▸ TO DO:
- a) List every method that the OverwriteFiles documentation places under its "Core Methods" heading.
- b) In the OverwriteFiles documentation, what exception can overwriteByRowFilter() throw, and under what condition?
- c) According to the OverwriteFiles documentation, why would a caller use validateAddedFilesMatchOverwriteFilter()? Answer in one to three sentences.

▸ EXTRACT TO READ:
Skip to main content
The OverwriteFiles interface provides an API for replacing existing files in an Iceberg table with new files.

Overview

OverwriteFiles accumulates file additions and deletions, producing a new snapshot that replaces deleted files with added files. This is used for:
  • Idempotent writes that replace partitions
  • Update/delete operations that eagerly overwrite files
  • Data compaction and optimization

Interface

public interface OverwriteFiles extends SnapshotUpdate<OverwriteFiles>

Core Methods

overwriteByRowFilter()

Deletes files that match an expression on data rows.
OverwriteFiles overwriteByRowFilter(Expression expr)
Parameters:
  • expr - An expression on rows in the table
Returns: This for method chaining Throws: ValidationException if a file can contain both rows that match and rows that do not Description: A file is selected to be deleted if it could contain any rows that match the expression (using an inclusive projection). Files are deleted if all rows in the file must match the expression (using a strict projection). Example:
import org.apache.iceberg.expressions.Expressions;

// Overwrite all data for a specific date
table.newOverwrite()
    .overwriteByRowFilter(Expressions.equal("date", "2024-01-15"))
    .addFile(newDataFile)
    .commit();

addFile()

Adds a data file to the table.
OverwriteFiles addFile(DataFile file)
Parameters:
  • file - A data file to add
Returns: This for method chaining Example:
DataFile newFile = DataFiles.builder(spec)
    .withPath("/data/new-file.parquet")
    .withRecordCount(1000)
    .build();

table.newOverwrite()
    .addFile(newFile)
    .commit();

deleteFile()

Deletes a data file from the table.
OverwriteFiles deleteFile(DataFile file)
Parameters:
  • file - A data file to delete
Returns: This for method chaining Example:
DataFile oldFile = ...; // File to remove

table.newOverwrite()
    .deleteFile(oldFile)
    .addFile(newFile)
    .commit();

deleteFiles()

Deletes a set of data files along with their delete files.
default OverwriteFiles deleteFiles(
    DataFileSet dataFilesToDelete,
    DeleteFileSet deleteFilesToDelete)
Parameters:
  • dataFilesToDelete - The data files to be deleted
  • deleteFilesToDelete - The delete files corresponding to the data files
Returns: This for method chaining

Validation Methods

validateAddedFilesMatchOverwriteFilter()

Validates that each added file matches the overwrite expression.
OverwriteFiles validateAddedFilesMatchOverwriteFilter()
Returns: This for method chaining Description: Ensures writes are idempotent by validating that added files match the overwrite filter. This prevents adding files that wouldn’t be removed if the operation ran again. Example:
table.newOverwrite()
    .overwriteByRowFilter(Expressions.equal("date", "2024-01-15"))
    .addFile(newFile)
    .validateAddedFilesMatchOverwriteFilter()
    .commit();

validateFromSnapshot()

Sets the snapshot ID used in any reads for this operation.

▸ DATASET ENTRIES:
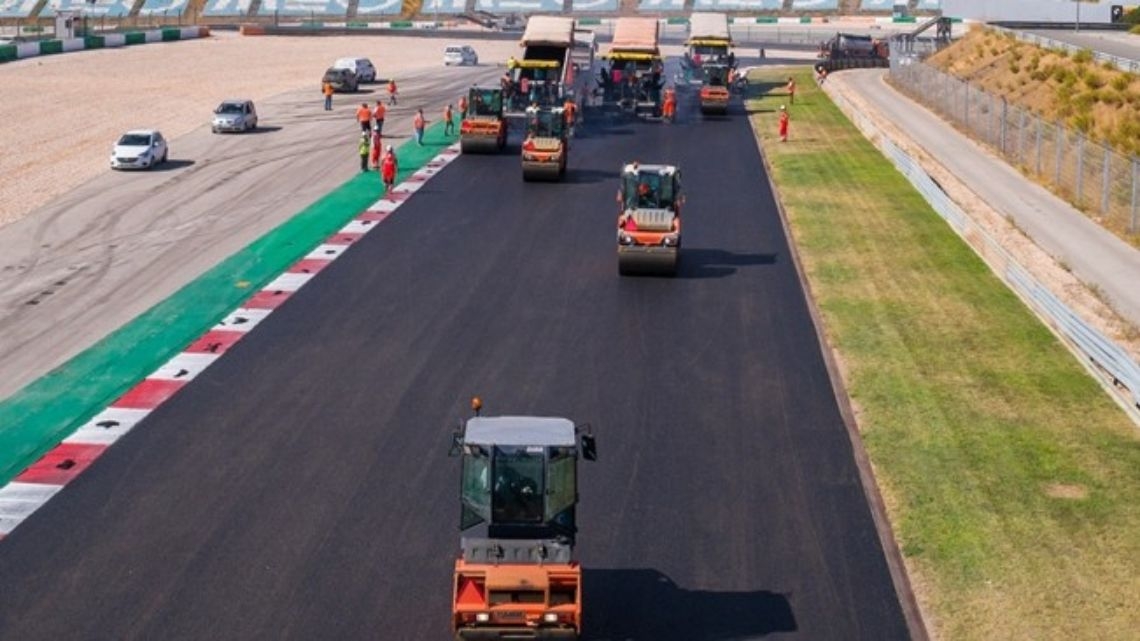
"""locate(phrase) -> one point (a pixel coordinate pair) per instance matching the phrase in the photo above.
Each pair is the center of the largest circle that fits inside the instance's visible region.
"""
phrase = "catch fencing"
(1091, 175)
(1102, 357)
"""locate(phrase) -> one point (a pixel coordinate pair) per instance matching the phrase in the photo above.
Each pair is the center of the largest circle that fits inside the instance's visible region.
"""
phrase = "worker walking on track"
(388, 169)
(364, 116)
(417, 126)
(377, 116)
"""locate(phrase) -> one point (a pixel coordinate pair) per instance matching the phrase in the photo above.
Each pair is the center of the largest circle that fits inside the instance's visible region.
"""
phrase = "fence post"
(1105, 185)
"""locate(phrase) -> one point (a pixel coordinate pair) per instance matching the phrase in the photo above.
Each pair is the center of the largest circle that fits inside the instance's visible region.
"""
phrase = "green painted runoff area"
(37, 418)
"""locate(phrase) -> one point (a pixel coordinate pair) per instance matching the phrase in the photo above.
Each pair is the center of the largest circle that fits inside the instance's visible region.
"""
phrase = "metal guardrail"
(1099, 354)
(1121, 63)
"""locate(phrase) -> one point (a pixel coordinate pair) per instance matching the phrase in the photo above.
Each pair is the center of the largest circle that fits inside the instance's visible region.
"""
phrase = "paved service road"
(111, 250)
(1093, 254)
(300, 488)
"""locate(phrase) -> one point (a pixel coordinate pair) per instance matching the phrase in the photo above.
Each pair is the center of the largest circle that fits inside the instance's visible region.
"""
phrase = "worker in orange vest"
(364, 116)
(388, 169)
(417, 124)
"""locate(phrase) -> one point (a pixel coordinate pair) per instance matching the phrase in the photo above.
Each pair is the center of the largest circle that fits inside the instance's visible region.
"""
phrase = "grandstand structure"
(230, 11)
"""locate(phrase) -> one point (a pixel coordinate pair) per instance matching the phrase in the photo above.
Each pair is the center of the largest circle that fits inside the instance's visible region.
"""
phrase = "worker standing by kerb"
(417, 124)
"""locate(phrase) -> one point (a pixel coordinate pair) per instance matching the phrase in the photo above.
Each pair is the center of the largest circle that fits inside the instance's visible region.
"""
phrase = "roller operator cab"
(546, 146)
(649, 219)
(483, 130)
(715, 91)
(519, 483)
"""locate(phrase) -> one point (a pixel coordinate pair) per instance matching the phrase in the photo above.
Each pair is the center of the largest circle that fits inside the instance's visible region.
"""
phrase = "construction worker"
(377, 116)
(364, 116)
(363, 147)
(669, 105)
(417, 126)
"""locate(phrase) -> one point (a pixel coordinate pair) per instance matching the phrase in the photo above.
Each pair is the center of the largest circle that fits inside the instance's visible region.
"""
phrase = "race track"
(300, 488)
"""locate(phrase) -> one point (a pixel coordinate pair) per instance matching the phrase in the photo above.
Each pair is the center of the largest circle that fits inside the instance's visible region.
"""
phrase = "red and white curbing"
(45, 478)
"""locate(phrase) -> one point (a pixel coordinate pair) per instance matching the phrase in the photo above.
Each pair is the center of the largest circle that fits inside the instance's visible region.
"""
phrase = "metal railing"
(1121, 63)
(1099, 354)
(1092, 176)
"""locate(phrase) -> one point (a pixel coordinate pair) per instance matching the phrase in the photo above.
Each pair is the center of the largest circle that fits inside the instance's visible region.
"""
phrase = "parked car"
(343, 80)
(139, 148)
(459, 55)
(360, 66)
(235, 115)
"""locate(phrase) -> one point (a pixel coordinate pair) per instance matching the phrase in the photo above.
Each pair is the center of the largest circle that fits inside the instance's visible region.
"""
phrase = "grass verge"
(1011, 480)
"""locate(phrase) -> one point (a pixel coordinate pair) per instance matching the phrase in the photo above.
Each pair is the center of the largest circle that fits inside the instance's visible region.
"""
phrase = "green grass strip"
(1012, 481)
(43, 413)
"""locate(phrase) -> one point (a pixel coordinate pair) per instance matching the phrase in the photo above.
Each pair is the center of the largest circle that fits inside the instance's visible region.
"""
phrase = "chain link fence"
(1096, 178)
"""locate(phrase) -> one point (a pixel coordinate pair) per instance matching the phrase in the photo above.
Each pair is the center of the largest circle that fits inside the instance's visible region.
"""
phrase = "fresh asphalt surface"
(300, 488)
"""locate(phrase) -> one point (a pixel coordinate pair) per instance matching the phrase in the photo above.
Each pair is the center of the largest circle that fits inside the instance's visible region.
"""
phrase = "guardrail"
(1102, 357)
(1121, 63)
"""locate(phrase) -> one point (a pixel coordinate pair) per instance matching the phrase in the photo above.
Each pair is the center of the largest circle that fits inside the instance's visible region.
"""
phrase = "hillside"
(1097, 99)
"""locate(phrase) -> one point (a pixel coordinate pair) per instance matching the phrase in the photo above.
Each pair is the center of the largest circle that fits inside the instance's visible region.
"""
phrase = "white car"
(363, 67)
(235, 115)
(139, 148)
(459, 55)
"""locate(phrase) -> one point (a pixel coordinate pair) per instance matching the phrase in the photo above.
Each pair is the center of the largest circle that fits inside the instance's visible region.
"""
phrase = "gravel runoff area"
(63, 113)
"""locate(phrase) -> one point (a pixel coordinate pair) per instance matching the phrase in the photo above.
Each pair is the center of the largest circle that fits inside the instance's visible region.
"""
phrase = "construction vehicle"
(715, 90)
(636, 73)
(485, 129)
(649, 219)
(546, 146)
(551, 70)
(709, 42)
(520, 483)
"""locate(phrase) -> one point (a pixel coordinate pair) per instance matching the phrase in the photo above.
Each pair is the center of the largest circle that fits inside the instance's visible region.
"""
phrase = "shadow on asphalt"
(644, 605)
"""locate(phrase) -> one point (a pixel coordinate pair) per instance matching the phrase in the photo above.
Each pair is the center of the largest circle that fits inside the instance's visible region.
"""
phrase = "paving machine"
(715, 91)
(546, 146)
(649, 219)
(519, 481)
(485, 129)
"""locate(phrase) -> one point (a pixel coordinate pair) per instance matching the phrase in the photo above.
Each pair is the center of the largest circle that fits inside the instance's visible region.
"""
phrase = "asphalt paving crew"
(363, 147)
(377, 116)
(364, 116)
(388, 169)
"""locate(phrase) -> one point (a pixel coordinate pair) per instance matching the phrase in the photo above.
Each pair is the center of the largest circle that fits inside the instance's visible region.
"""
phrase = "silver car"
(235, 115)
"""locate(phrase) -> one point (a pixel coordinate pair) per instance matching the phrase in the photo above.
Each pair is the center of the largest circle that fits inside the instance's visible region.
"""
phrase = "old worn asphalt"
(300, 488)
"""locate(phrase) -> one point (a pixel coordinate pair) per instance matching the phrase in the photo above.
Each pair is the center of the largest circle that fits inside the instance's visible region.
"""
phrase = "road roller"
(546, 145)
(715, 89)
(516, 576)
(483, 130)
(649, 219)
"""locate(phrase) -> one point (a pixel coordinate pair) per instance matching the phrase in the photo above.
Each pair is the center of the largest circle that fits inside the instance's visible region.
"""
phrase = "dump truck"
(547, 73)
(485, 129)
(715, 91)
(649, 219)
(519, 484)
(635, 74)
(546, 146)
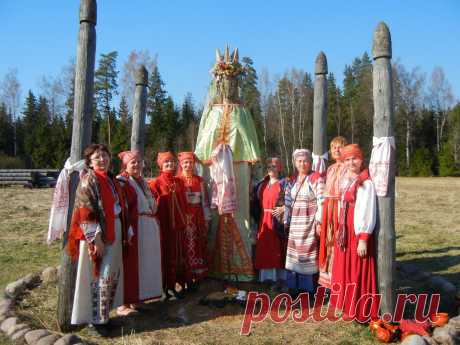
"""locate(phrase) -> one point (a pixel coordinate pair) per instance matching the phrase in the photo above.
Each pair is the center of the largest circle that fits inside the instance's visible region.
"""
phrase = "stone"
(48, 340)
(19, 337)
(16, 288)
(32, 280)
(445, 335)
(443, 284)
(68, 339)
(5, 305)
(414, 339)
(33, 336)
(49, 275)
(18, 327)
(8, 323)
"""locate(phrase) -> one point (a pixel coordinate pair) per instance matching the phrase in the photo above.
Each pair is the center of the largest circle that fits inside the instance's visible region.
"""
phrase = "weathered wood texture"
(384, 127)
(320, 106)
(81, 137)
(139, 111)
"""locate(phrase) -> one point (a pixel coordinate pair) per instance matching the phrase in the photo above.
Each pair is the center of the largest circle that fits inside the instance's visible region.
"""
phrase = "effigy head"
(227, 72)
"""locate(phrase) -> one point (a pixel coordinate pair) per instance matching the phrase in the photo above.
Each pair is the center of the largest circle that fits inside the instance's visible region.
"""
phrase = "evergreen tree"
(105, 88)
(188, 125)
(250, 94)
(122, 137)
(156, 101)
(6, 131)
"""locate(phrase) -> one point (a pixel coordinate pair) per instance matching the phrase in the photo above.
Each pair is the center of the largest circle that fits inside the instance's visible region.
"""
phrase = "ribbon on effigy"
(223, 180)
(320, 162)
(379, 165)
(60, 206)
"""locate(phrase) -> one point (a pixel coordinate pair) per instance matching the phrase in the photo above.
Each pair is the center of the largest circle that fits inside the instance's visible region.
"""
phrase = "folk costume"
(196, 236)
(142, 258)
(169, 193)
(99, 208)
(304, 201)
(330, 222)
(271, 239)
(227, 136)
(358, 208)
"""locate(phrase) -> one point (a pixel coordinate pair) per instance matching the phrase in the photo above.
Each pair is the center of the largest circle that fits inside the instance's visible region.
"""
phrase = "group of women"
(316, 229)
(135, 240)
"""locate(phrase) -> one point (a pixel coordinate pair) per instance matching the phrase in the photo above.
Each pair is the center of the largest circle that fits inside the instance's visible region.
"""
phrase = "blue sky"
(39, 37)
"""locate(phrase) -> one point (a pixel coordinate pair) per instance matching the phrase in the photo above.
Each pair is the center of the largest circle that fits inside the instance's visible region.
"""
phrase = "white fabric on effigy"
(59, 208)
(223, 180)
(379, 165)
(320, 162)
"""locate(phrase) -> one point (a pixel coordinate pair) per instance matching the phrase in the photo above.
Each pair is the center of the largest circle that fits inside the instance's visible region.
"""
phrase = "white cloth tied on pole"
(223, 180)
(379, 165)
(320, 162)
(59, 208)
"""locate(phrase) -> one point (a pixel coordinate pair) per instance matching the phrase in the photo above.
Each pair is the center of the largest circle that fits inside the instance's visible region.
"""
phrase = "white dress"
(149, 247)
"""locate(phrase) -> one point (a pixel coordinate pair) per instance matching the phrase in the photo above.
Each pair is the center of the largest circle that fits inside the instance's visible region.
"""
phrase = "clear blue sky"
(39, 37)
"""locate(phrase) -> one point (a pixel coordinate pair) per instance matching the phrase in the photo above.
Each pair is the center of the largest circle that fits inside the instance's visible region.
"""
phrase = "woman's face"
(303, 165)
(188, 165)
(336, 148)
(169, 165)
(273, 170)
(353, 164)
(100, 161)
(133, 168)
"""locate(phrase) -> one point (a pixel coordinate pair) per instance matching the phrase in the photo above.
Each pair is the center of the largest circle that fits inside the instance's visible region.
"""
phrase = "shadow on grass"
(430, 251)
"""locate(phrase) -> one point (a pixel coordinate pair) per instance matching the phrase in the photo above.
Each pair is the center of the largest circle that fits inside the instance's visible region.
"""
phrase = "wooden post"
(140, 107)
(320, 112)
(81, 137)
(383, 127)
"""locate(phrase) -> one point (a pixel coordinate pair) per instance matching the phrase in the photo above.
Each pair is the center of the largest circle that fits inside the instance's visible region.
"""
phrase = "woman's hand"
(278, 211)
(99, 246)
(318, 229)
(362, 248)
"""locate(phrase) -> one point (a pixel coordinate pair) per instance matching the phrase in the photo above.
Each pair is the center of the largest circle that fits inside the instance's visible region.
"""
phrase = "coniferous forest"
(36, 125)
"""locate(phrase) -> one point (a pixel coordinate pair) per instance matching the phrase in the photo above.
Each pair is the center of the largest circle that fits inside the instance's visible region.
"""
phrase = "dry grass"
(427, 226)
(427, 235)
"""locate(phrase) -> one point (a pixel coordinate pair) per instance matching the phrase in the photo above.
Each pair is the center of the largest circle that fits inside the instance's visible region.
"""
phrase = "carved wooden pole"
(320, 114)
(81, 137)
(140, 107)
(383, 127)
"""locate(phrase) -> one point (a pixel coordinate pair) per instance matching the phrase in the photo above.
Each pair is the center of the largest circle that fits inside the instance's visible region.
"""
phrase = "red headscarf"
(127, 156)
(351, 150)
(163, 157)
(276, 161)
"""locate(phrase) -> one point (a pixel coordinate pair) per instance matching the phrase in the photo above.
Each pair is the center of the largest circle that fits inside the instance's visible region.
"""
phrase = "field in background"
(428, 235)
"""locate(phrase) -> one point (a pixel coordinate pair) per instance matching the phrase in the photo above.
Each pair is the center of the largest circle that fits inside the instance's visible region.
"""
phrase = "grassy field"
(428, 236)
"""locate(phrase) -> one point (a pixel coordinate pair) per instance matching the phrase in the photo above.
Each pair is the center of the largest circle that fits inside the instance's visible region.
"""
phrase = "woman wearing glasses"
(304, 199)
(142, 258)
(95, 239)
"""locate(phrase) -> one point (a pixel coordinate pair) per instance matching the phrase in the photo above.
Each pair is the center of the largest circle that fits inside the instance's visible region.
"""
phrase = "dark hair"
(93, 148)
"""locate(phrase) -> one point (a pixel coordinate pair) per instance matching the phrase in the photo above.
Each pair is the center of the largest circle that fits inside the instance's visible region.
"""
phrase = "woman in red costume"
(353, 271)
(330, 221)
(142, 258)
(169, 192)
(268, 210)
(197, 220)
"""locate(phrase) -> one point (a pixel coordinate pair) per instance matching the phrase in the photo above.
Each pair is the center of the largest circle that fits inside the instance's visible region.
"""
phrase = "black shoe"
(99, 330)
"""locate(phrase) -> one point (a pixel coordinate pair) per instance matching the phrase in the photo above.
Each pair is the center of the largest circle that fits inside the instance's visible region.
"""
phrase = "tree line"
(37, 134)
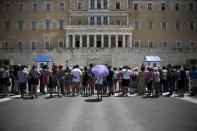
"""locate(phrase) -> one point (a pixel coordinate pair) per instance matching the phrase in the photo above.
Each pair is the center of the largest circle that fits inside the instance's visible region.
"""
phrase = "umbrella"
(100, 70)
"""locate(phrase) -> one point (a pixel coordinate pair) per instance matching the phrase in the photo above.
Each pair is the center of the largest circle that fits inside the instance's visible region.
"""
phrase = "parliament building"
(115, 32)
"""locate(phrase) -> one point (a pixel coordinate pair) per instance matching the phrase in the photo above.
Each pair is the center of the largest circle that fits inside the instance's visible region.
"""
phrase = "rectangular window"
(7, 7)
(105, 4)
(117, 5)
(33, 25)
(136, 24)
(4, 45)
(191, 26)
(79, 4)
(136, 43)
(47, 25)
(191, 6)
(164, 44)
(98, 20)
(164, 25)
(61, 24)
(61, 6)
(177, 6)
(150, 44)
(7, 25)
(150, 25)
(92, 20)
(34, 7)
(178, 26)
(105, 20)
(163, 6)
(178, 44)
(98, 4)
(61, 44)
(48, 6)
(135, 6)
(47, 45)
(21, 7)
(92, 4)
(191, 44)
(118, 22)
(20, 45)
(149, 6)
(20, 25)
(33, 44)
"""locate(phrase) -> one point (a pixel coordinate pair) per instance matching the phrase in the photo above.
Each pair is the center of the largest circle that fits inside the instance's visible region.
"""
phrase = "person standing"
(6, 81)
(85, 81)
(76, 79)
(34, 80)
(156, 82)
(165, 79)
(126, 75)
(109, 79)
(193, 81)
(68, 80)
(142, 81)
(115, 79)
(45, 73)
(99, 86)
(22, 79)
(150, 81)
(181, 76)
(171, 79)
(91, 80)
(61, 80)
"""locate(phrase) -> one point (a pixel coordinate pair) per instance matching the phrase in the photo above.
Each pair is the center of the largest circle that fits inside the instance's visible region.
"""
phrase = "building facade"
(116, 32)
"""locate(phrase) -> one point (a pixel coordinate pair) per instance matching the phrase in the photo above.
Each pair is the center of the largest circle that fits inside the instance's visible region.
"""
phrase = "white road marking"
(186, 98)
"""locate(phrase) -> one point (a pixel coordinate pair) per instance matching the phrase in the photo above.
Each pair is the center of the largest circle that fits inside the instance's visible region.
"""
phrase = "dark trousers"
(165, 86)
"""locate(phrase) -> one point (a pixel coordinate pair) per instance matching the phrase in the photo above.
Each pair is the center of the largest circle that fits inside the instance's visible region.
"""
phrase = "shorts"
(193, 83)
(180, 84)
(23, 86)
(61, 83)
(99, 87)
(125, 82)
(34, 81)
(68, 82)
(77, 84)
(16, 83)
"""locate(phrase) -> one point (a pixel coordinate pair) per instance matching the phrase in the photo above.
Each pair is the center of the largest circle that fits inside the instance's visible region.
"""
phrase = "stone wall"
(112, 56)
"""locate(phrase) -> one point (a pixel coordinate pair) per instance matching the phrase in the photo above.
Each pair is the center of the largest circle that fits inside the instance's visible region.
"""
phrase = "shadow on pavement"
(92, 100)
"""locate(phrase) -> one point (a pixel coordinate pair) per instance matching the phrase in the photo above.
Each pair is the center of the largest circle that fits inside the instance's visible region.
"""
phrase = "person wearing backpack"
(34, 80)
(171, 79)
(181, 77)
(193, 81)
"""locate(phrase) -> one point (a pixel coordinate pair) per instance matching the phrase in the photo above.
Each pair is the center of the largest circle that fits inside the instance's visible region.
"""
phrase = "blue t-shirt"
(193, 74)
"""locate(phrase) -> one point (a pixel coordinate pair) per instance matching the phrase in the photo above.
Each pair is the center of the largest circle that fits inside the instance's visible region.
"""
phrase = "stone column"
(80, 40)
(130, 40)
(88, 41)
(67, 41)
(102, 40)
(123, 40)
(95, 20)
(102, 4)
(95, 40)
(95, 4)
(109, 40)
(73, 41)
(116, 40)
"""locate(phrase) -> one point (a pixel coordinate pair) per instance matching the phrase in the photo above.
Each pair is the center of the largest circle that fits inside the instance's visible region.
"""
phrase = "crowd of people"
(64, 81)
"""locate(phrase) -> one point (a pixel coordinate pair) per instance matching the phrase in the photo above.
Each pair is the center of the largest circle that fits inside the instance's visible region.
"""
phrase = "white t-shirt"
(126, 73)
(99, 80)
(76, 73)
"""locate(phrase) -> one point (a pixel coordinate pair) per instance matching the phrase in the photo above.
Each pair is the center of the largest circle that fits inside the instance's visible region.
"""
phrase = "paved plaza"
(115, 113)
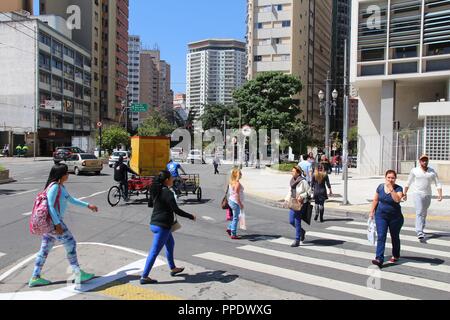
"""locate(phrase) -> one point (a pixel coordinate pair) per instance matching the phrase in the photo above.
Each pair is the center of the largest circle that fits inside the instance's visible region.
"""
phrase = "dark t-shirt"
(387, 205)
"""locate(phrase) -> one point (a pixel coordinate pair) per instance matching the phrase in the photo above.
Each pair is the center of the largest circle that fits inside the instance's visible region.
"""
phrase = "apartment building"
(293, 37)
(42, 66)
(155, 82)
(134, 55)
(16, 5)
(103, 30)
(400, 65)
(215, 68)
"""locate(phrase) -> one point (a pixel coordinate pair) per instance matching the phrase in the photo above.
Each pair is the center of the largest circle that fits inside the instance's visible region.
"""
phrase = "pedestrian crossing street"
(335, 263)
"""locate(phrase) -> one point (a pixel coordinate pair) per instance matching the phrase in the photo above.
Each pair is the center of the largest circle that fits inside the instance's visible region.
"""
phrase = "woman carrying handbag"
(163, 224)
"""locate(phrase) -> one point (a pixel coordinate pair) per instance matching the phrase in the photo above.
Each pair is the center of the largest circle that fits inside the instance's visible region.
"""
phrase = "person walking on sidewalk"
(387, 212)
(299, 192)
(306, 167)
(423, 177)
(163, 218)
(235, 201)
(216, 163)
(58, 198)
(320, 182)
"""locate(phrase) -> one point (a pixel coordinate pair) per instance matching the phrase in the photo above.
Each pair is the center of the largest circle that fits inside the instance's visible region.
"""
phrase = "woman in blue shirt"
(58, 198)
(388, 214)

▸ ANSWER SET:
- a) overwriteByRowFilter(), addFile(), deleteFile(), deleteFiles()

- b) It throws a ValidationException if a file can contain both rows that match the expression and rows that do not.

- c) It makes writes idempotent by checking that each added file matches the overwrite filter. This prevents adding files that would not be removed if the operation ran again.